_EXTRACT PROVIDED_
*** Begin section ***

Survey: What's in store for this week's Bank of Canada rate announcement?

Canada's economic recovery may require the further support of record-low interest rates

Survey: What's in store for this week's Bank of Canada rate announcement?

The Bank of Canada is likely to keep its interest rate on hold for at least two years, according to roughly 69% of economists interviewed in a new Finder survey.

Ahead of tomorrow’s rate decision announcement, around 42% of the leading market observers polled project a rate freeze well into the first half of 2023, while 11% believe that the central bank will hold the rate until the second half of that year.

Another 16% said that the hold will last into the first half of 2024. Only 31% of those polled indicated a belief that the rate will change earlier, sometime in 2022.

“The Canadian economy’s recovery from the pandemic crisis will be a drawn-out and patchy process that requires exceptional monetary support from ultra-low interest rates and unprecedented use of quantitative easing for some time to come,” said Angelo Melino, professor at the University of Toronto.

But while record-low interest rates might further help Canada’s economic recovery through accelerated market activity, several observers expressed concern about the policy’s long-term impact.

*** End section ***

_DATA SHOWN_
*** Begin section ***

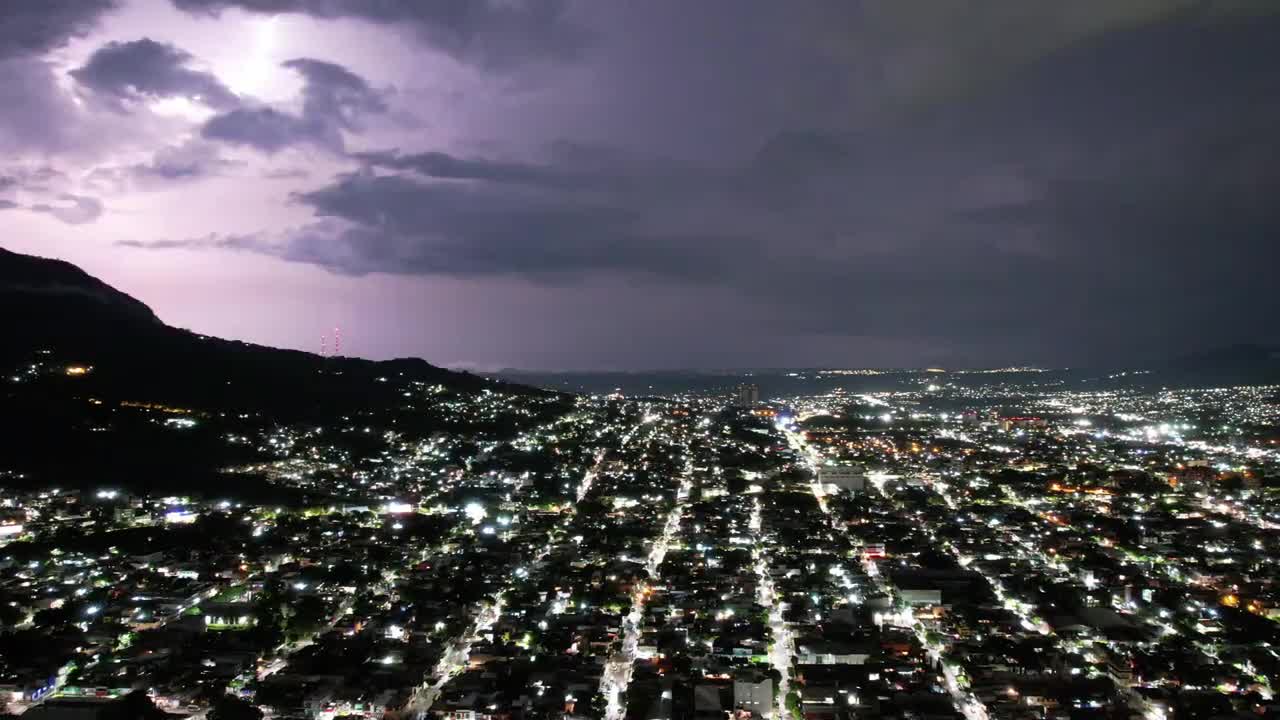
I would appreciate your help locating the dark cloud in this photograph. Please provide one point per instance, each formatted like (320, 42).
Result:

*** End section ***

_PROBLEMS AND TASKS_
(a) Answer from the Bank of Canada survey article, one line per answer:
(i) Roughly what share of the economists surveyed expect the rate to stay on hold for at least two years?
(ii) What percentage said the hold will last into the first half of 2024?
(iii) At which university is Angelo Melino a professor?
(b) Print the Bank of Canada survey article from "Ahead of tomorrow’s" to "of that year.", unchanged.
(c) Translate this sentence from the Bank of Canada survey article into French: "But while record-low interest rates might further help Canada’s economic recovery through accelerated market activity, several observers expressed concern about the policy’s long-term impact."
None of the work here involves the lines.

_EXERCISE ANSWERS_
(a)
(i) Roughly 69%
(ii) 16%
(iii) The University of Toronto

(b)
Ahead of tomorrow’s rate decision announcement, around 42% of the leading market observers polled project a rate freeze well into the first half of 2023, while 11% believe that the central bank will hold the rate until the second half of that year.

(c) Mais si les taux d’intérêt historiquement bas pourraient favoriser davantage la reprise économique du Canada grâce à une accélération de l’activité des marchés, plusieurs observateurs se sont dits préoccupés par l’incidence à long terme de cette politique.